> Task
Rewrite the listing below, changing "evergreen tree" to "conifer" and leaving everything else as it is.

== Data shown

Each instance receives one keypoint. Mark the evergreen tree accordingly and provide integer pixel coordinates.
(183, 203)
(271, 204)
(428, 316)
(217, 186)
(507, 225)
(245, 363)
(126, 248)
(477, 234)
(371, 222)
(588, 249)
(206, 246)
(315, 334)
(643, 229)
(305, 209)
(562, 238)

====

> The completed task
Each instance receives one keypoint. Mark the conifer accordingly and provide integer pixel coordinates.
(183, 203)
(271, 204)
(428, 316)
(217, 186)
(507, 225)
(245, 363)
(126, 248)
(477, 234)
(371, 222)
(588, 249)
(206, 246)
(315, 334)
(643, 229)
(305, 209)
(562, 238)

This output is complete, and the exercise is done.